U. OFC. PROFESSOR DEFENDS DECISION TO INVITE BANNON
Professor Luigi Zingales defended his decision to plan a debate with Steve Bannon at the University of Chicago, telling about 50 students at a town hall Monday evening that he has valuable perspective on understanding President Donald Trump’s rise.
“In spite of the character of the guy, I think he was able to interpret and understand a feature of the American people that we, academics, missed,” he said. “Everybody at the University of Chicago was shocked on Nov. 7 when the results came in.”
Zingales says Bannon has succeeded at selling a “pretty explosive combination of nationalism and a lack of democracy against globalization.” As a researcher whose interests include populism and as the director of an academic center — the Stigler Center, which hosts a variety of speakers — he said he decided it would be productive to hear what Bannon has to say.
Zingales, a professor at the University’s Booth School of Business, made clear that he is a hardline believer in trying to understand even the most outrageous ideologieswhen he was asked if he would have supported giving a platform to Hitler.
“I think I would distinguish early Hitler from later Hitler. I think it would have been very useful to know ahead of time what he was about,” he said. “If the world had known earlier what Hitler was standing for, I think there would have been a better fate, no?”
Bannon, former chief strategist to Trump and former Breitbart executive chairman, is an economic nationalist who has long advocated for greater restrictions on immigration.

[DATA TO EXAMINE]:
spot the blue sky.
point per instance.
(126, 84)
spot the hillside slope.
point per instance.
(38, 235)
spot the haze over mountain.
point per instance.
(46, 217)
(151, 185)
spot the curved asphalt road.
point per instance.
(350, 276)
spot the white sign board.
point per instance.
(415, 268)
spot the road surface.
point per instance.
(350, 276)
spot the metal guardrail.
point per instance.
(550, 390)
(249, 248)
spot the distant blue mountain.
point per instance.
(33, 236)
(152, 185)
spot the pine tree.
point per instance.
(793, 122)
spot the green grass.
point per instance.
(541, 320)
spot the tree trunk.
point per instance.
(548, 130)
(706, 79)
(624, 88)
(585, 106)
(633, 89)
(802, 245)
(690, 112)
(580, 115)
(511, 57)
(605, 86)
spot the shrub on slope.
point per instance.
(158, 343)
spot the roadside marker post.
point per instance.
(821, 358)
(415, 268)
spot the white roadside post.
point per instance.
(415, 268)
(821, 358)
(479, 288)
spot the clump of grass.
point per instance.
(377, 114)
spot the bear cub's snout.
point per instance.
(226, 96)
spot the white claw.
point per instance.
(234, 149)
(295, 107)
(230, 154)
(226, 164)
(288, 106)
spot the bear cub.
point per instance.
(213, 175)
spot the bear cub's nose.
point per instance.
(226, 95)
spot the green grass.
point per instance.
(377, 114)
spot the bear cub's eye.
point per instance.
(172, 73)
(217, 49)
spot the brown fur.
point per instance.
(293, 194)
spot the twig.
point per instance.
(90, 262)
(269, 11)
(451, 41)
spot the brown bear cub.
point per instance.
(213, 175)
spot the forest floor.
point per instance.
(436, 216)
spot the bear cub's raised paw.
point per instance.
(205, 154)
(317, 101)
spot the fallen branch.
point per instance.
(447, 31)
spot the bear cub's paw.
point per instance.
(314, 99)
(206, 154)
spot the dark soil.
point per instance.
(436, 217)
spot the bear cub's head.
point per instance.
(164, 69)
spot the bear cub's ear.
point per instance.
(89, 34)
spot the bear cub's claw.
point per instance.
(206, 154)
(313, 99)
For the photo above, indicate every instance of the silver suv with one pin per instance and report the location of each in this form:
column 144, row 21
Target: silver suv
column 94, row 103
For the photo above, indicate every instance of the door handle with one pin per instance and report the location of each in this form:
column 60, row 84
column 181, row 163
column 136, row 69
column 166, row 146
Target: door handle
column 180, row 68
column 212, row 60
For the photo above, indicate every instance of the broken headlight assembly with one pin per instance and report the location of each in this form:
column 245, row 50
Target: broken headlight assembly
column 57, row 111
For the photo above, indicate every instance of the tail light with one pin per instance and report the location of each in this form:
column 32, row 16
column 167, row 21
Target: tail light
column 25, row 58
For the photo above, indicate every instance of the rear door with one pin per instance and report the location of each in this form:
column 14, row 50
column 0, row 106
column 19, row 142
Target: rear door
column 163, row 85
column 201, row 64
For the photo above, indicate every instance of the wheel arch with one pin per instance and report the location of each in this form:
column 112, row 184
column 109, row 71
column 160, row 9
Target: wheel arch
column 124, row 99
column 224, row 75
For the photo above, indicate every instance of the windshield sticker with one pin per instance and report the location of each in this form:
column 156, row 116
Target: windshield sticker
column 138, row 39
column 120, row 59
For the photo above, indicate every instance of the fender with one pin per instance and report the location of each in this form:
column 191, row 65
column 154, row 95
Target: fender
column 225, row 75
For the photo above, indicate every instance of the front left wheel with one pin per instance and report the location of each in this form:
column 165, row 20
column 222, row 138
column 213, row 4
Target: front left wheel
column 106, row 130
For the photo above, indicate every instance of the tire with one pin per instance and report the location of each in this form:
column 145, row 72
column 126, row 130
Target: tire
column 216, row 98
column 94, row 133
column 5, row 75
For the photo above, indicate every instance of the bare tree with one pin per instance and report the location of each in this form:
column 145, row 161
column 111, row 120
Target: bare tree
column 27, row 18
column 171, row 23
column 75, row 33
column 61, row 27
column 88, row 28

[WHAT YOU ARE ASKED TO DO]: Please state which school at the University of Chicago Luigi Zingales teaches at, according to the article on the Bannon invitation. The lines above have nothing to do with the article on the Bannon invitation.

[ANSWER SECTION]: The Booth School of Business.